■ Given passage
────────
Bedo said:
You make a very good point Richard, and it compels me to share the whole truth.
I’m 42 years old, and all my life I wanted to be a novelist. My father told me it was a waste of time, and encuraged me to follow in his footsteps, and work in the family business. When I started it was successful, but not remarkably so. It has now been twenty-one years since I first started there, and last week it sold, my share is over eleven million dollars.
The sad part of the story is my father has terminal cancer and doctors say he won’t last the year. Before he dies I want to be able to hand him my published novel.
As far as lessoning the excitement if and when I’m every really published, I have to agree it would. Writing this I realize that I’m insecure when it comes to my abilities, and if I was totally truthful with myself don’t believe I will ever have a published work by any other means.
Do you want to hand him this novel to make him proud of you, or to show him that he was wrong?
────────
■ Listed entries

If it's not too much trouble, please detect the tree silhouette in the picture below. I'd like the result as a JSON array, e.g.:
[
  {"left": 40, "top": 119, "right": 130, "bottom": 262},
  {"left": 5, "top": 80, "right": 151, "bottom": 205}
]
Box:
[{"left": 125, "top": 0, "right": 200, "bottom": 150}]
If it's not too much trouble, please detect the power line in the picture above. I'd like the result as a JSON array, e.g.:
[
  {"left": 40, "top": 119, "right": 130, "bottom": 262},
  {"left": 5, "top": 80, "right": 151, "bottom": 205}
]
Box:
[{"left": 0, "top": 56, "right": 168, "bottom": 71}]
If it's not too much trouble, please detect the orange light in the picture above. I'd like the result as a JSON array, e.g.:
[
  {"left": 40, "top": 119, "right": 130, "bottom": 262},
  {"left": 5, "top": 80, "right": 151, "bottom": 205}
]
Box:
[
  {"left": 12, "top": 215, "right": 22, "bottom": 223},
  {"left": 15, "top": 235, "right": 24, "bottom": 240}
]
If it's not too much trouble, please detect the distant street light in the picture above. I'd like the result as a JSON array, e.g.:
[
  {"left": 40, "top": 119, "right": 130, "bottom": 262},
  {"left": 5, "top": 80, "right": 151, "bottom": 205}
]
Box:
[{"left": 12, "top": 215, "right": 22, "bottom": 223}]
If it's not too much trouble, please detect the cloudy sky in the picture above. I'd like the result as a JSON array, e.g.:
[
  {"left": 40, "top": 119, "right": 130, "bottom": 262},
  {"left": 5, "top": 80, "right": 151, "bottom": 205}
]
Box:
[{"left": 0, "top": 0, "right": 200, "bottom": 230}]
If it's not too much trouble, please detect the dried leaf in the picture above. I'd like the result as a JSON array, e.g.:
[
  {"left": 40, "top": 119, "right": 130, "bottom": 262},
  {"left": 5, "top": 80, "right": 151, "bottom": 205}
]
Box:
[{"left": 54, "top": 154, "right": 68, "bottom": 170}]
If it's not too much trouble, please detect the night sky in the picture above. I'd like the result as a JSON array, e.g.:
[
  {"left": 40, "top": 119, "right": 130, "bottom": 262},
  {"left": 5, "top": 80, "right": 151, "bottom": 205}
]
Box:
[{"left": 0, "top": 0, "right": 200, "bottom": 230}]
────────
■ Work to complete
**a.** Answer these questions from the post by Bedo, one answer per line:
(i) How old does Bedo say Bedo is?
(ii) How long ago did Bedo first start at the family business?
(iii) What illness does Bedo's father have?
**b.** For each statement, answer yes or no according to the post by Bedo, and quote the words that decide it:
(i) The family business was remarkably successful when Bedo started there.
(ii) Bedo's share from the sale of the business is over eleven million dollars.
(iii) Bedo's father supported Bedo's wish to be a novelist.

■ Answers by task
**a.**
(i) 42 years old
(ii) Twenty-one years
(iii) Terminal cancer

**b.**
(i) No: "When I started it was successful, but not remarkably so."
(ii) Yes: "my share is over eleven million dollars."
(iii) No: "My father told me it was a waste of time"